* _DOCUMENT_:
'''

Rushdie on Religion and the imagination

Sepia Mutiny reports on the talk between Salman Rushdie and Gauri Vishwanathan at Columbia University.

Rushdie on Religion and the Imagination

Last Wednesday night, I had the chance to sit in on a fascinating conversation on “Religion and the Imagination” with Salman Rushdie. The author of Midnight’s Children [soon to be adapted for film by Deepa Mehta], The Satanic Verses, Haroun and the Sea of Stories, and East, West was, of course, the perfect person to launch Columbia University’s newly founded Institute for Religion, Culture and Public Life. The Institute’s mission is to “bring together scholars and students in various fields to reflect and respond to the issues brought about by the “resurgence of religion and, with it, religious and cultural intolerance and conflict [that] are emerging as powerful forces in the new century.”

Orhan Pamuk, the 2006 Nobel Laureate in Literature, introduced Rushdie as someone who has been “fighting religious intolerance with humor, proving that we can fight moral seriousness with humor.”

The stage in Columbia’s always inspiring (and very crowded) Low Library Rotunda was set simply with two arm chairs—one for Rushdie, who was was all suited up, and the other for his “interviewer” Gauri Viswanathan, Professor of Religion and Comparative Literature, dressed as always, in a sari. The conversation was an intellectual one peppered with doses of Rushdie’s subtle (and sometimes pointed) humor and the topics of conversation ranged from everything to his relationship with religion and his hopes for robust religious debate to his thoughts on Obama’s win earlier that week.

“We don’t live in a world of drama, dance, and love… We live in a world of death, destruction, and bombs… I’m hoping something happened on Tuesday that will change that,” Rushdie said, referring to the election of Barack Obama. “I have no utopian tendencies. I’m good at seeing what I don’t like. But this week, I do feel optimistic,” Rushdie laughed. “It’s an odd feeling, one I’m not familiar with. The last time I felt like this was after the election of Tony Blair and look what happened!” Rushdie paused as the audience chuckled at his dark skepticism, then added, “ I hope it’s not that way this time. Actually … I don’t think it is.”

More on the evening’s highlights below the fold.

Professor Viswanathan got the evening started by asking, “What does literary imagination add to religious imagination?”

“All literature began as sacred literature,” said Rushdie. “There aren’t words to express some things except religious words, for example, the ‘soul’. I don’t believe in an afterlife or heaven or hell, yet there isn’t a secular word for that feeling that we are not only flesh and blood. Whether you’re religious or not you may find yourself obliged to use language shaped by religion. … As Arthur Koestler wrote, “There’s a ghost in the machine.’”

What Rushdie says he has found most useful about religion is its power to create myth, which he does draw inspiration from in his writing. “The amount of complexity pushed into a small story” is what impresses him, he said, giving an example of how a single myth can be interpreted in so many different ways. This, according to him, is similar to what religions have in common; a single religious text can also be interpreted in myriad ways.

'''

* _RECORD EXCERPTS_:
'''

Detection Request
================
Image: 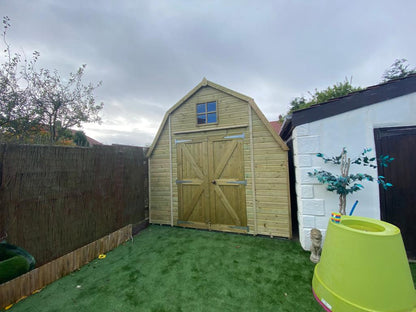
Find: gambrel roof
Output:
[146,78,289,157]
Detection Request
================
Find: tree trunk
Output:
[339,194,347,216]
[339,148,351,215]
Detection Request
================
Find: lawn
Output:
[9,226,322,312]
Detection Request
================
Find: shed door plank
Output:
[208,138,247,226]
[177,142,208,223]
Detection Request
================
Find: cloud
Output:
[0,0,416,145]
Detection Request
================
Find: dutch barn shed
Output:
[147,78,292,238]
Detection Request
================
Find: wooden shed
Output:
[147,78,292,238]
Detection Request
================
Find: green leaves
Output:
[308,147,394,195]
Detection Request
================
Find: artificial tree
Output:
[308,147,394,215]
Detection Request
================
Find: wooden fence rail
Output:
[0,224,132,309]
[0,144,148,266]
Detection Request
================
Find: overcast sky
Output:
[0,0,416,146]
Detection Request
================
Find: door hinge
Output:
[176,180,192,184]
[227,180,247,185]
[224,133,245,139]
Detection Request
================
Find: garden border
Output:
[0,224,132,309]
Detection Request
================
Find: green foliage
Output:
[0,16,103,144]
[308,147,394,214]
[287,78,361,115]
[382,59,416,82]
[308,147,394,195]
[74,131,90,147]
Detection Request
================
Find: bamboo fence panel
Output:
[0,144,148,266]
[0,224,132,309]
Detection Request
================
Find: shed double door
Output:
[374,127,416,259]
[176,137,247,231]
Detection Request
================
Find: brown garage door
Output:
[374,127,416,258]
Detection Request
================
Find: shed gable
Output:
[170,86,248,133]
[147,79,291,237]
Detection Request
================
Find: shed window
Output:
[196,101,218,125]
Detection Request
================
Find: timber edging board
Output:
[0,224,132,309]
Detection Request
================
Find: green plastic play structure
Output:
[0,243,36,284]
[312,216,416,312]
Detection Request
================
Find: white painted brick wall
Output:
[302,199,325,216]
[300,185,313,198]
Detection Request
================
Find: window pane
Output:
[196,103,205,114]
[207,102,217,112]
[208,113,217,123]
[197,114,207,125]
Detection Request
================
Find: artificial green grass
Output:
[9,226,321,312]
[410,262,416,288]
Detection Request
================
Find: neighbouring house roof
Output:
[270,120,283,134]
[146,78,289,157]
[280,74,416,141]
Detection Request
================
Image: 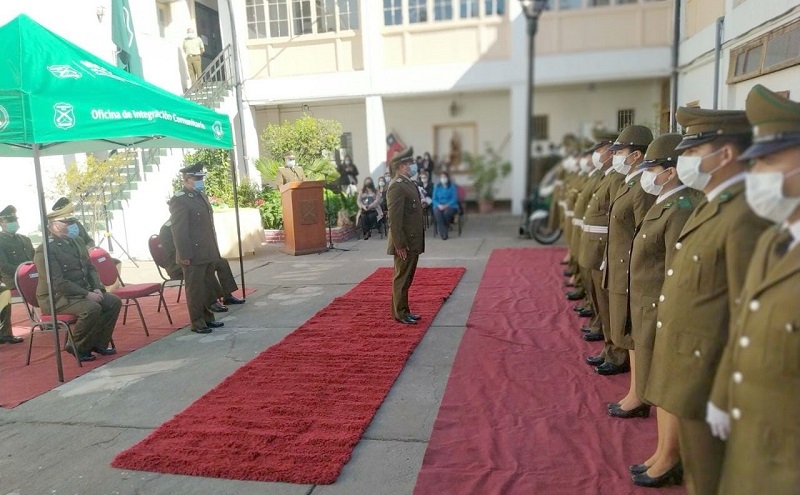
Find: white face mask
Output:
[639,170,667,196]
[744,168,800,223]
[677,148,724,191]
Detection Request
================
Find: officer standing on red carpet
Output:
[386,148,425,325]
[706,85,800,495]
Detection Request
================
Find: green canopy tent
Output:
[0,15,238,381]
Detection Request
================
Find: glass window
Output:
[292,0,314,36]
[408,0,428,24]
[458,0,478,19]
[433,0,453,21]
[267,0,289,38]
[383,0,403,26]
[339,0,360,31]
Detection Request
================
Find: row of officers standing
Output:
[551,85,800,495]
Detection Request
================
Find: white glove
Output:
[706,401,731,440]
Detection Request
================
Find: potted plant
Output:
[466,145,511,213]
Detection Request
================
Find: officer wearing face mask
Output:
[275,153,306,186]
[646,107,772,495]
[33,212,122,361]
[706,85,800,495]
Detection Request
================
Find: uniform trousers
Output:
[40,292,122,355]
[678,418,725,495]
[392,251,419,320]
[183,262,218,330]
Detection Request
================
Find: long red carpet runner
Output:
[111,268,464,484]
[414,248,684,495]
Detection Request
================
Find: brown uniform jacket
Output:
[33,236,106,308]
[578,172,625,270]
[169,189,220,265]
[711,227,800,495]
[0,232,33,289]
[386,176,425,255]
[646,181,770,420]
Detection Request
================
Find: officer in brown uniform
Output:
[644,107,769,495]
[627,133,704,487]
[386,148,425,325]
[598,125,656,410]
[33,212,122,361]
[706,85,800,495]
[169,162,224,333]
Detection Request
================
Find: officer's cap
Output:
[740,84,800,160]
[0,205,17,222]
[180,162,206,178]
[609,124,653,151]
[639,132,683,169]
[675,107,751,150]
[586,129,619,153]
[392,146,414,167]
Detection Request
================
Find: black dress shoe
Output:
[581,332,603,342]
[92,347,117,356]
[631,462,683,488]
[208,302,228,313]
[608,404,650,419]
[594,361,631,376]
[586,356,606,366]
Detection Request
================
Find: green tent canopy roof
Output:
[0,15,233,156]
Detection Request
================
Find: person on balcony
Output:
[183,28,206,84]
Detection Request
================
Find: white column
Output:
[365,96,386,177]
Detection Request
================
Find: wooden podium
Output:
[280,180,328,256]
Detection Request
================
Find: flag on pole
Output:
[111,0,144,79]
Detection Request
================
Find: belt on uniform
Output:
[583,225,608,234]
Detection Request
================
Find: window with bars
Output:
[617,108,636,132]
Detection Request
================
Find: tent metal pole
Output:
[33,144,64,383]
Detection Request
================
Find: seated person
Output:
[275,153,306,186]
[33,212,122,361]
[356,177,383,240]
[432,172,458,241]
[0,205,33,344]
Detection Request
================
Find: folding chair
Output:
[89,247,172,337]
[147,234,183,311]
[14,261,83,367]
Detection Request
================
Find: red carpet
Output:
[414,248,684,495]
[111,268,464,484]
[0,287,253,408]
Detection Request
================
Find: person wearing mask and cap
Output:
[275,153,306,187]
[169,162,224,333]
[386,148,425,325]
[706,84,800,495]
[645,107,770,495]
[33,211,122,361]
[618,133,703,487]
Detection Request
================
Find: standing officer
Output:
[0,205,33,344]
[386,148,425,325]
[706,85,800,495]
[645,107,770,495]
[598,125,656,412]
[169,162,225,333]
[33,212,122,361]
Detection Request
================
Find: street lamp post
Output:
[519,0,548,234]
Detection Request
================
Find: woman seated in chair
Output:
[356,177,383,240]
[432,172,458,241]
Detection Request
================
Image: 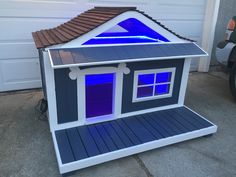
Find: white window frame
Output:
[132,67,176,102]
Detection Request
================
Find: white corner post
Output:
[198,0,220,72]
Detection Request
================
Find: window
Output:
[133,68,175,102]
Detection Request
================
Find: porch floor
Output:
[54,107,217,173]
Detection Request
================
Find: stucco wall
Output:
[211,0,236,65]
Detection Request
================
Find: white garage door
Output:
[0,0,205,91]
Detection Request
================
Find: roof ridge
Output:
[32,6,193,48]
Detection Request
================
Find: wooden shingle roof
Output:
[32,7,191,49]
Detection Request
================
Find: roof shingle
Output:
[32,7,191,49]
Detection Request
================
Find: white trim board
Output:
[52,108,217,174]
[49,52,207,69]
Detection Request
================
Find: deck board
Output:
[77,126,100,157]
[95,124,118,151]
[88,126,110,153]
[66,128,88,160]
[56,130,75,164]
[55,107,214,164]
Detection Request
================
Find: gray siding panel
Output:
[122,59,184,113]
[54,68,78,124]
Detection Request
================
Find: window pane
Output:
[155,84,170,95]
[156,72,171,83]
[137,86,153,98]
[138,74,155,85]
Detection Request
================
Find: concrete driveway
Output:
[0,73,236,177]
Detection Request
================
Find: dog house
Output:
[33,7,217,174]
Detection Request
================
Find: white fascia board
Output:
[49,52,207,69]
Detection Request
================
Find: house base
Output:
[52,107,217,174]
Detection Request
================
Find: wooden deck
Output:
[55,107,216,174]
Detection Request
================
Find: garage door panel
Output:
[0,58,41,91]
[0,42,38,60]
[0,0,88,18]
[161,20,203,42]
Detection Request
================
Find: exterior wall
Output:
[211,0,236,65]
[54,59,184,124]
[0,0,206,91]
[122,59,184,113]
[54,68,78,124]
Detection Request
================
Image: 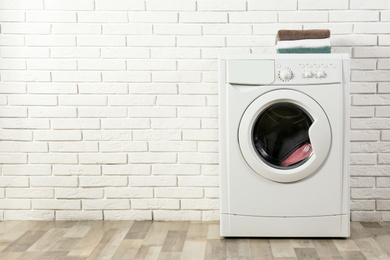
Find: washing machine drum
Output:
[239,89,332,182]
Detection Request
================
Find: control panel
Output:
[275,59,342,84]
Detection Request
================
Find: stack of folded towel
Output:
[276,30,331,53]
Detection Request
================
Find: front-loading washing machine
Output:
[219,54,350,237]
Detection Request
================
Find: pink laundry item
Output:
[280,143,312,167]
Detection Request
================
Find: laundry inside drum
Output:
[252,102,313,169]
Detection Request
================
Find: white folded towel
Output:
[276,38,330,49]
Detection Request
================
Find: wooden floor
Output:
[0,221,390,260]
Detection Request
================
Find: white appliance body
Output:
[219,54,350,237]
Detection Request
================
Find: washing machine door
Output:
[238,89,332,183]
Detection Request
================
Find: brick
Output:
[153,24,202,35]
[350,107,375,118]
[229,11,278,23]
[127,60,176,71]
[351,118,390,129]
[329,10,379,22]
[26,35,76,47]
[59,95,107,105]
[1,47,49,58]
[32,199,81,209]
[102,118,150,130]
[44,0,94,11]
[1,23,50,35]
[79,176,128,187]
[104,210,152,221]
[152,118,200,129]
[151,48,200,59]
[78,106,127,118]
[102,164,150,175]
[331,35,377,47]
[78,59,126,71]
[351,142,390,153]
[4,210,54,221]
[52,165,101,176]
[2,166,51,176]
[95,0,145,11]
[83,130,133,141]
[0,176,29,188]
[30,176,78,187]
[77,35,126,47]
[27,59,77,70]
[52,23,102,35]
[152,164,200,175]
[178,107,218,118]
[131,199,180,209]
[129,176,176,187]
[153,210,202,221]
[0,153,27,164]
[129,152,176,163]
[351,59,377,70]
[28,153,78,164]
[133,130,181,141]
[77,11,128,22]
[55,188,104,199]
[56,210,103,221]
[146,0,196,11]
[79,153,127,164]
[0,199,31,209]
[376,177,390,188]
[378,83,390,93]
[0,107,27,118]
[350,165,390,176]
[106,187,153,198]
[102,47,150,59]
[298,0,349,10]
[51,118,100,129]
[1,71,50,82]
[0,11,25,22]
[350,200,375,211]
[28,107,77,118]
[197,0,246,11]
[108,95,156,106]
[82,199,130,210]
[78,84,129,94]
[102,71,151,82]
[50,47,100,59]
[0,141,48,153]
[129,12,178,24]
[350,154,376,164]
[0,59,26,70]
[26,10,77,23]
[179,12,232,24]
[0,118,50,129]
[351,0,390,10]
[351,188,390,199]
[352,95,390,106]
[180,199,219,210]
[34,130,81,141]
[149,141,197,152]
[353,23,390,34]
[51,71,101,82]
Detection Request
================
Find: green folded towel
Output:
[277,46,332,53]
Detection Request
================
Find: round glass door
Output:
[252,102,313,170]
[238,89,332,183]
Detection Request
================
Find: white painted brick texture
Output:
[0,0,390,221]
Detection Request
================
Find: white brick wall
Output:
[0,0,390,221]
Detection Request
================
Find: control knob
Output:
[316,71,326,78]
[303,71,313,79]
[279,69,293,81]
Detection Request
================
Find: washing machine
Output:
[219,54,350,237]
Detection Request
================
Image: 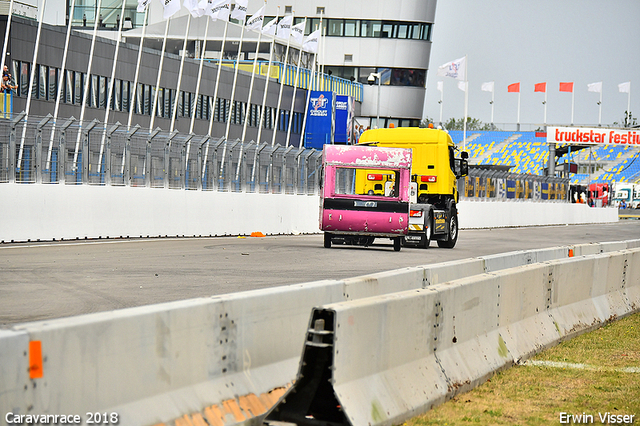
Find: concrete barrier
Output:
[0,241,640,426]
[0,183,618,242]
[264,248,640,425]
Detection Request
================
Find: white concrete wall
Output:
[0,184,618,242]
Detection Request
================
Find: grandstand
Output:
[449,130,640,184]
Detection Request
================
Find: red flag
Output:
[560,82,573,92]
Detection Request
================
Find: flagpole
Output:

'''

* _YOUR TASKS_:
1. In the report on Rushdie's talk, why does Rushdie say that even someone who is not religious may end up using religious language?
2. List every book by Rushdie that the report on his talk names.

* _PROBLEM SOLUTIONS_:
1. Rushdie says some things can only be expressed in religious words. He gives "soul" as an example: though he does not believe in an afterlife, heaven or hell, there is no secular word for the feeling that we are not only flesh and blood.

2.
- Midnight's Children
- The Satanic Verses
- Haroun and the Sea of Stories
- East, West